__RECORD EXCERPTS__.
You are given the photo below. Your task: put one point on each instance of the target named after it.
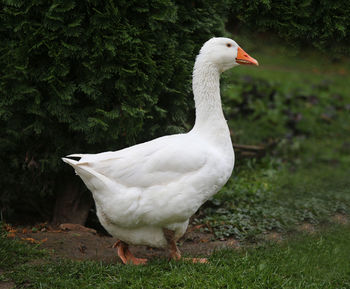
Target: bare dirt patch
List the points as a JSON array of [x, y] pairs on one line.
[[82, 244]]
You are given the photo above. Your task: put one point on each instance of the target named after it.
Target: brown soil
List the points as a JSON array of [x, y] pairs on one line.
[[80, 244]]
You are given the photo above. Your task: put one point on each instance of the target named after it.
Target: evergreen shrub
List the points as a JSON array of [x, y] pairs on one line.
[[90, 76], [323, 24]]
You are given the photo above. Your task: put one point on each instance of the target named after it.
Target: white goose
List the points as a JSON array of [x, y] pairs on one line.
[[145, 194]]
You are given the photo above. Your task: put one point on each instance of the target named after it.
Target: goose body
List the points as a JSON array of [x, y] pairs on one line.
[[151, 188]]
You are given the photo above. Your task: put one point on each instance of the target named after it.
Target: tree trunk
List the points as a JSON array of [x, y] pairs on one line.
[[73, 202]]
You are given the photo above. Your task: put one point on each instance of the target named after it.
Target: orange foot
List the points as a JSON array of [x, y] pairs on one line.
[[197, 260], [126, 256]]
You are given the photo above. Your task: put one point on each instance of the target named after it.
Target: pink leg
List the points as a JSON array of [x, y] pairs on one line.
[[126, 256]]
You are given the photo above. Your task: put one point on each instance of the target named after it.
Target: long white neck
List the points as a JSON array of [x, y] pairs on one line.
[[206, 90]]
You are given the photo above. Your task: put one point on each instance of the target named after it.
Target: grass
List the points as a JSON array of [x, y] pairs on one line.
[[304, 261], [300, 101]]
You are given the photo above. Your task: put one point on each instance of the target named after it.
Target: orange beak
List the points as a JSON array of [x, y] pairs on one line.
[[244, 58]]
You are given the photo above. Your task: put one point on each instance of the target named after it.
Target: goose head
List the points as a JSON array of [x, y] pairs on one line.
[[225, 53]]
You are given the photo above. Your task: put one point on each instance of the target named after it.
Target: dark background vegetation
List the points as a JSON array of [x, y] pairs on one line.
[[92, 76]]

__GOAL OF THE EXERCISE__.
Pick out every line in the items above that contains the word "white" and copy each one.

__ANSWER FOR THE TASK__.
Target: white goose
Target: long white neck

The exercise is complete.